- **Problem set**
(A) Print the passage of the attention mechanism text from "When reading lengthy" up to and including "most relevant information.".
(B) Answer these questions from the attention mechanism text:
(i) Which three vectors are generated from each token in self-attention?
(ii) What is the name for running multiple heads in parallel?
(iii) Which two efficiency improvements are named as subjects of active research?

- **Text segment**
##############################
Definition
An attention mechanism is a method that assigns weights to parts of the input to focus on what matters and incorporate the needed information into the output. Understanding it makes model behavior easier to reason about.
When reading lengthy meeting minutes, it's natural to focus your attention on the key points rather than reading every statement equally. LLMs work the same way, learning where to focus within input text. The attention mechanism is a system that assigns importance weights to each part of the input, enabling focused processing on the most relevant information.
How Self-Attention Works
The most important type of attention mechanism is self-attention. Each token in the input sentence computes a relevance score with every other token in the same sentence. Technically, three vectors -- Query, Key, and Value -- are generated from each token, the dot product of Query and Key produces the relevance score, and those weights are used to compute a weighted average of Values. This calculation yields context-dependent semantic representations.
Why It Captures Long-Range Dependencies
In traditional RNNs, capturing relationships between distant words required information to propagate through many steps. The attention mechanism directly computes relevance between all token pairs regardless of distance, so relationships between the beginning and end of a sentence are captured in a single step. In a sentence like "I finally started reading the book I bought yesterday," the ability to accurately grasp the relationship between "book" and "started reading" is thanks to this mechanism.
Multi-Head Attention
In actual Transformers, rather than using a single attention mechanism, multiple "heads" run in parallel. This is called multi-head attention. Each head learns to capture different types of relationships. One head might focus on grammatical relationships (subject and predicate), while another focuses on semantic connections (synonyms, antonyms). By integrating information from multiple perspectives, richer contextual understanding becomes possible.
Applications and Computational Cost
Attention mechanisms are used not only in LLMs but across a wide range of fields including image recognition and speech processing. However, because computation is required between all token pairs, there is a challenge of computational cost that scales quadratically with input length. To mitigate this issue, active research is underway on efficiency improvements such as Flash Attention and Sparse Attention.
##############################
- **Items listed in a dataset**
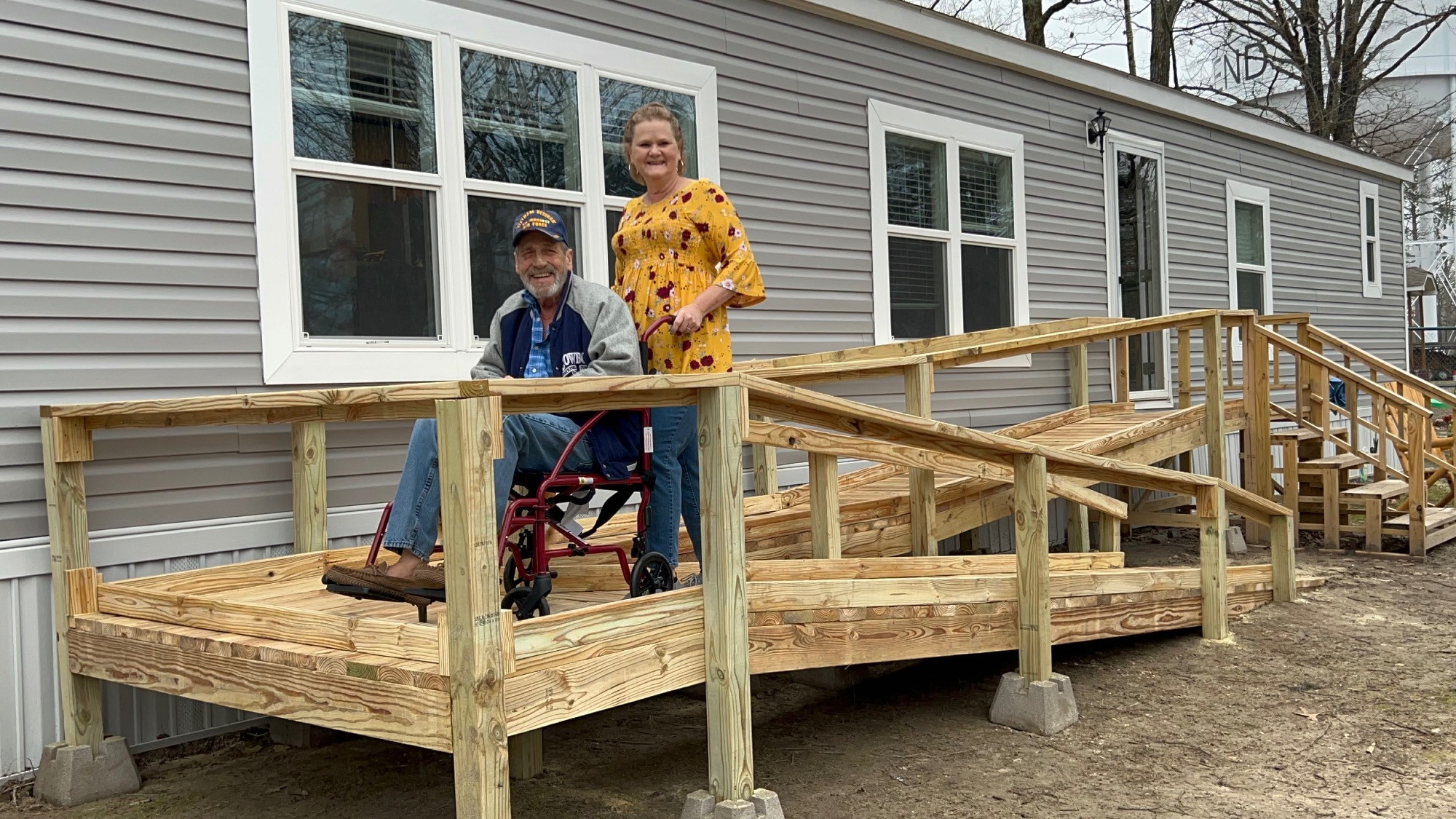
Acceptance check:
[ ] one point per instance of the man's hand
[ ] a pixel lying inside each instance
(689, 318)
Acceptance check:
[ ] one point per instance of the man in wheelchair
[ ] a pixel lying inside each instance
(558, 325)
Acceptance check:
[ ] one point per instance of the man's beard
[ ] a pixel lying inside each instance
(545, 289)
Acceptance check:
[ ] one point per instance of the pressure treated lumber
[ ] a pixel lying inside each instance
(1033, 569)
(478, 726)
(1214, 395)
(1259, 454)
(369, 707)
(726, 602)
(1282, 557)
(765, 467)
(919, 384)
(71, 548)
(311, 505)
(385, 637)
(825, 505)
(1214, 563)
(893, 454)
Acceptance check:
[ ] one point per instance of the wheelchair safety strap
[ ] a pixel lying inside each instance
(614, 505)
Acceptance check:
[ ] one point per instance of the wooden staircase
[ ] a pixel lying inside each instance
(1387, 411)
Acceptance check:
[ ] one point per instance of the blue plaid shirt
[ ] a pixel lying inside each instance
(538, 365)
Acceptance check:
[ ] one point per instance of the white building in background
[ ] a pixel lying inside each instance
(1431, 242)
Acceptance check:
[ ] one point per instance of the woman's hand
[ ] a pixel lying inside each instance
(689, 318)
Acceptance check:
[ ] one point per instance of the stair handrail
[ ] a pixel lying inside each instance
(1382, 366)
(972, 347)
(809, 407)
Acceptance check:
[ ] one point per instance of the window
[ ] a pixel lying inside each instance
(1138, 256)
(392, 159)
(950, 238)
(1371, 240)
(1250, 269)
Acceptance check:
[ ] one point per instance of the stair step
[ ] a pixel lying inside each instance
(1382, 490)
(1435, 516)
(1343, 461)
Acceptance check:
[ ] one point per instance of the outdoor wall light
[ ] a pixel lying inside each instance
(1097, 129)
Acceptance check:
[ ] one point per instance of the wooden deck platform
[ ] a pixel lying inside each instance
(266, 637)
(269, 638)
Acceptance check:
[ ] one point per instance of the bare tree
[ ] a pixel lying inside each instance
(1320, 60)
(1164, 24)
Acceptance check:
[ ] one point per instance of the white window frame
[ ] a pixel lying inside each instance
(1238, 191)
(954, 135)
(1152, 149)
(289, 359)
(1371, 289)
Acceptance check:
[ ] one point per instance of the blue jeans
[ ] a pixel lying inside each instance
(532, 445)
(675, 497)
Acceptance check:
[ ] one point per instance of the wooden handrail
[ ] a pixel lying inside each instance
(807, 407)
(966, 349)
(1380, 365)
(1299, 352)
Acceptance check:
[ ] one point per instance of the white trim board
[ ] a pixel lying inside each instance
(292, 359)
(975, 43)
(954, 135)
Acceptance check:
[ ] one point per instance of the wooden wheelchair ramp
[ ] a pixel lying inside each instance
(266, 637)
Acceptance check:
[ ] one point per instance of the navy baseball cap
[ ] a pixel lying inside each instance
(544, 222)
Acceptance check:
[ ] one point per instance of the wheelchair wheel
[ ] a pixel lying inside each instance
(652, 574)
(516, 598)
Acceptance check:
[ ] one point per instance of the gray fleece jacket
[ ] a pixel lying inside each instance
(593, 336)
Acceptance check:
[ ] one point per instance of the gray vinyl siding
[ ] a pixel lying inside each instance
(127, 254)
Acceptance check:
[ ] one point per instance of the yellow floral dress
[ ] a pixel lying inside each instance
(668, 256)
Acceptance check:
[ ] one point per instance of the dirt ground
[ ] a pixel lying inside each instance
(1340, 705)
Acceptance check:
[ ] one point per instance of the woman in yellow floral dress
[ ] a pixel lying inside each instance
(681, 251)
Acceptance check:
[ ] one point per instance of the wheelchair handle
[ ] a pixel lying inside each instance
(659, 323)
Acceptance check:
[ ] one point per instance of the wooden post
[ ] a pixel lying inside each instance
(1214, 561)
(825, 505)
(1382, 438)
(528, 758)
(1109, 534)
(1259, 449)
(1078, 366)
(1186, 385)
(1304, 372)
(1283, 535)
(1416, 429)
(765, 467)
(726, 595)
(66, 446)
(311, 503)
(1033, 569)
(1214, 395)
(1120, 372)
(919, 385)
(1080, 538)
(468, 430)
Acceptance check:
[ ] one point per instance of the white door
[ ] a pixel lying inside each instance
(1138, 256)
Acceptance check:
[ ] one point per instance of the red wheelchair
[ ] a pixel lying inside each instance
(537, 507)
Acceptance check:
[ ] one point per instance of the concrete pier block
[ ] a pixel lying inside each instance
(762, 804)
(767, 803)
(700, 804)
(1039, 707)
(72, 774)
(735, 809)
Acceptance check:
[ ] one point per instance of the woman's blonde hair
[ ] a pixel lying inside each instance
##############################
- **Answers for each item**
(A)
When reading lengthy meeting minutes, it's natural to focus your attention on the key points rather than reading every statement equally. LLMs work the same way, learning where to focus within input text. The attention mechanism is a system that assigns importance weights to each part of the input, enabling focused processing on the most relevant information.

(B)
(i) Query, Key, and Value
(ii) Multi-head attention
(iii) Flash Attention and Sparse Attention